- _TASK TO CARRY OUT_
Return each of the following rows verbatim, reproducing every line without any change.

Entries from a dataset
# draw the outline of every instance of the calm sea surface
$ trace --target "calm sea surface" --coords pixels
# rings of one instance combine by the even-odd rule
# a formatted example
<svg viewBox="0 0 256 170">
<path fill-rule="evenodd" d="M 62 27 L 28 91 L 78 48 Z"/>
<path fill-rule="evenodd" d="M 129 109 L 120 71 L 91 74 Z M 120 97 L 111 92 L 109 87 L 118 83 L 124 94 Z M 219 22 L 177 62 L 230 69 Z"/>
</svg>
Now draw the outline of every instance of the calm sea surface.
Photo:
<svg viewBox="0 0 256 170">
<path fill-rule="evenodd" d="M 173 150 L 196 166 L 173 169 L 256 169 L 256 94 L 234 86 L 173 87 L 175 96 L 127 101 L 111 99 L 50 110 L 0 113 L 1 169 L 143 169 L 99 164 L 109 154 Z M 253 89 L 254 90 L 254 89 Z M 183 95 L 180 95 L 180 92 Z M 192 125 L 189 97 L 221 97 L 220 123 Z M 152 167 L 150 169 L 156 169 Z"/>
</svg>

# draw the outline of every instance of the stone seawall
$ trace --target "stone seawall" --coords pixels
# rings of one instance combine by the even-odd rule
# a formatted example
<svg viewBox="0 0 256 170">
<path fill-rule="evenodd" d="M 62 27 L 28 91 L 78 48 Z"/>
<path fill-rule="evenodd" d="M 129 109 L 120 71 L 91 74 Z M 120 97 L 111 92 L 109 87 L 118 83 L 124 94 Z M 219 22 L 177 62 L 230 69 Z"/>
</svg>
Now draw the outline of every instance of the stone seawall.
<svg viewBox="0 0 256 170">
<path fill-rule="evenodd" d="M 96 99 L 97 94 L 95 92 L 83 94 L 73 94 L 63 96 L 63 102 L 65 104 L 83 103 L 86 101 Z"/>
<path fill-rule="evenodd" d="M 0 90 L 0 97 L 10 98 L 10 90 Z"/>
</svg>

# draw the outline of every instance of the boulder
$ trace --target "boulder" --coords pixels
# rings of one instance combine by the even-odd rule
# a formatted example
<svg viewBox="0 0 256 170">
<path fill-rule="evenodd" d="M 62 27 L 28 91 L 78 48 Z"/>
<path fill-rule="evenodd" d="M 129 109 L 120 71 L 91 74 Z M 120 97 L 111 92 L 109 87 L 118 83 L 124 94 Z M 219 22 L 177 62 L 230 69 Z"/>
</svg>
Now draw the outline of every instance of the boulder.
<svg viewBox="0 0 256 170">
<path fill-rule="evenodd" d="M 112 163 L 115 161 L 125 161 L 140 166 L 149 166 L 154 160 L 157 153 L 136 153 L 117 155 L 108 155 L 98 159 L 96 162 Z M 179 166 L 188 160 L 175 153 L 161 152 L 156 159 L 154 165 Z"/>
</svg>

- _OUTPUT FOR THIS EXERCISE_
# draw the outline of every instance of the calm sea surface
$ trace --target "calm sea surface" --coords pixels
# rings of one instance combine by the even-odd rule
# a formatted example
<svg viewBox="0 0 256 170">
<path fill-rule="evenodd" d="M 62 27 L 28 91 L 78 48 Z"/>
<path fill-rule="evenodd" d="M 129 109 L 120 71 L 91 74 Z M 120 97 L 111 92 L 109 87 L 118 83 L 124 94 Z M 219 22 L 177 62 L 230 69 Z"/>
</svg>
Now draw the outline of every instance of the calm sea surface.
Photo:
<svg viewBox="0 0 256 170">
<path fill-rule="evenodd" d="M 173 150 L 196 166 L 173 169 L 256 169 L 256 94 L 234 86 L 173 87 L 175 96 L 127 101 L 111 99 L 50 110 L 0 113 L 1 169 L 143 169 L 99 164 L 109 154 Z M 253 89 L 254 90 L 254 89 Z M 183 95 L 180 95 L 180 92 Z M 192 125 L 189 97 L 221 97 L 220 123 Z M 152 167 L 150 169 L 156 169 Z"/>
</svg>

# draw the outline of every instance of the stone seawall
$ trace --target "stone seawall" --coords pixels
# rings of one instance combine by the even-odd rule
# a formatted example
<svg viewBox="0 0 256 170">
<path fill-rule="evenodd" d="M 62 27 L 28 91 L 78 48 Z"/>
<path fill-rule="evenodd" d="M 129 109 L 120 71 L 91 74 Z M 120 97 L 111 92 L 109 87 L 118 83 L 124 94 Z M 219 22 L 177 62 L 230 69 Z"/>
</svg>
Now draw the outline of every instance of the stone seawall.
<svg viewBox="0 0 256 170">
<path fill-rule="evenodd" d="M 96 99 L 97 94 L 95 92 L 83 94 L 73 94 L 63 96 L 63 102 L 65 104 L 83 103 L 86 101 Z"/>
<path fill-rule="evenodd" d="M 0 90 L 0 97 L 10 98 L 10 90 Z"/>
</svg>

# draw the outline of every instance of the boulder
$ trace --target "boulder" --coords pixels
# rings of one instance combine by the even-odd rule
# a formatted example
<svg viewBox="0 0 256 170">
<path fill-rule="evenodd" d="M 62 27 L 28 91 L 78 48 Z"/>
<path fill-rule="evenodd" d="M 129 109 L 120 71 L 91 74 Z M 120 97 L 111 92 L 109 87 L 118 83 L 124 94 Z M 219 22 L 177 62 L 230 69 Z"/>
</svg>
Now draw the outline of every instance of the boulder.
<svg viewBox="0 0 256 170">
<path fill-rule="evenodd" d="M 112 163 L 115 161 L 125 161 L 140 166 L 149 166 L 154 160 L 157 153 L 136 153 L 117 155 L 108 155 L 98 159 L 96 162 Z M 179 166 L 188 160 L 175 153 L 161 152 L 156 159 L 154 165 Z"/>
</svg>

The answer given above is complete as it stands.